Page text:
★ ★ ★ ★ ★ ★ ★

Published online by Cambridge University Press: 03 July 2025
After seizing state power on 1 February 2021, coup leader and commander-in-chief of the Myanmar military, Senior General Min Aung Hlaing, assumed the position of chairman of the State Administration Council (SAC) military regime the next day. He made his first public statement only a week later, on 8 February 2021, stating that the SAC would not change the country's foreign and economic policies, and offering assurances that Myanmar's economy would remain open to foreign investment. This was echoed by the SAC's minister for investment, U Aung Naing Oo, who highlighted on 16 February that the SAC would prioritize economic recovery from the pandemic. These pronouncements were indicative of the SAC's aspiration to legitimize its seizure of power by presiding over an economic performance better than that achieved under the National League for Democracy (NLD) during its first term in office over 2016–21.
The statements by Min Aung Hlaing and Aung Naing Oo were elaborations on the commitment to “recover the businesses caused [sic] by [the] Covid-19 pandemic as quickly as possible” that formed part of the six-point statement announcing the military's reasons for the coup. Despite these stated commitments, Myanmar's economic performance has steadily declined, as have domestic and external trust in the SAC's capacity to achieve the recovery—and attendant stability—it had promised when taking over state power in 2021. Interestingly, the SAC adapted the NLD's Myanmar Economic Recovery and Reform Plan (MERRP) as its Covid-19 response. The MERRP had been developed by the NLD as an update to and an extension of the longer-term Myanmar Sustainable Development Plan (MSDP), with a specific aim to respond to the Covid-19 pandemic. The pandemic had presented the NLD government with an opportunity to push through “radical” liberalization reforms with the MERRP, such as public finance reforms and liberalization of interest rates and the export sector. The SAC, however, dropped the “reform” element of the MERRP, and unveiled it instead as the Myanmar Economic Recovery Plan, or MERP, in August 2021.

★ ★ ★ ★ ★ ★ ★

Supplied data:
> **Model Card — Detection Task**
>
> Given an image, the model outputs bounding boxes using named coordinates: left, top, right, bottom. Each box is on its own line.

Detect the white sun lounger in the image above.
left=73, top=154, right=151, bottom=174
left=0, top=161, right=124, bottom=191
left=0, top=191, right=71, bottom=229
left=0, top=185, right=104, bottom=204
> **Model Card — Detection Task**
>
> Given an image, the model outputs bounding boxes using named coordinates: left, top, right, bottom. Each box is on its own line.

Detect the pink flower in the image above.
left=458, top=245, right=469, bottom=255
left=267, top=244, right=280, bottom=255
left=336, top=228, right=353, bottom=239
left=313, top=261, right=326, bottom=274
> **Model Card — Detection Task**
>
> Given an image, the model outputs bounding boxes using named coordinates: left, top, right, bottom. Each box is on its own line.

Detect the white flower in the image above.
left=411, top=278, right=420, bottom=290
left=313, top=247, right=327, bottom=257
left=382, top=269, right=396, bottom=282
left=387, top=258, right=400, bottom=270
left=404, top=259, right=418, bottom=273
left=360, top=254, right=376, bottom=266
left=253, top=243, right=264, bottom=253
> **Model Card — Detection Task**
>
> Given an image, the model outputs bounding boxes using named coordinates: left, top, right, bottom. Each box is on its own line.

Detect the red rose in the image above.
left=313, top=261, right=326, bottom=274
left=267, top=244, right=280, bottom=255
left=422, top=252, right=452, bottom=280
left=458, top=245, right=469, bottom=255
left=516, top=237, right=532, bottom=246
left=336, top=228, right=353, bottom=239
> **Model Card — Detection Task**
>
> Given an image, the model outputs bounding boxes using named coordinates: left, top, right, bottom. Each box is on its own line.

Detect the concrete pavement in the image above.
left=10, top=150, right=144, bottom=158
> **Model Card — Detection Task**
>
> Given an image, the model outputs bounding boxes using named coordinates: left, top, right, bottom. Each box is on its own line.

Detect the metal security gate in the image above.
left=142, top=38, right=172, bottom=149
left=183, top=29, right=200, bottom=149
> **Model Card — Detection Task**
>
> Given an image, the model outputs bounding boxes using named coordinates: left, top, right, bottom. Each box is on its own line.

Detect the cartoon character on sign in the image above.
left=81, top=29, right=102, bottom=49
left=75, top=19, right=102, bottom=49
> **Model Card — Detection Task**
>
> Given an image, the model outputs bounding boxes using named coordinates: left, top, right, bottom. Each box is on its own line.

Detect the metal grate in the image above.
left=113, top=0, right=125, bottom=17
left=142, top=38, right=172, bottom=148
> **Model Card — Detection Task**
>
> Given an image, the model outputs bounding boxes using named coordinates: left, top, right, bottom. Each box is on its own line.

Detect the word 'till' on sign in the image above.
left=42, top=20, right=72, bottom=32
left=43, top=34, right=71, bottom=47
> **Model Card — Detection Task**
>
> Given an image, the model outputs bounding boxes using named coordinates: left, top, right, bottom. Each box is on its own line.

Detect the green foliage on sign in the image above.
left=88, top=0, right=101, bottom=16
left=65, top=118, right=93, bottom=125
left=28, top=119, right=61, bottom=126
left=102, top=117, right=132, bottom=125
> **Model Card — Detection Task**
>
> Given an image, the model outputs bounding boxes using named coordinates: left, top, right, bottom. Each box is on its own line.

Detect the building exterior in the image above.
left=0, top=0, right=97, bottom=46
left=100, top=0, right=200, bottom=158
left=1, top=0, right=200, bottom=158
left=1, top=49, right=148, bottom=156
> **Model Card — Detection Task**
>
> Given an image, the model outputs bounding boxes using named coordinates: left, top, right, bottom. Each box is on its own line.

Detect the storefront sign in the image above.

★ ★ ★ ★ ★ ★ ★

Exercise instructions:
According to the article on Myanmar's military regime, what name did the SAC give the recovery plan it unveiled in August 2021? These items were taken from a different source than the article.

Written answer:
It was called the Myanmar Economic Recovery Plan, or MERP.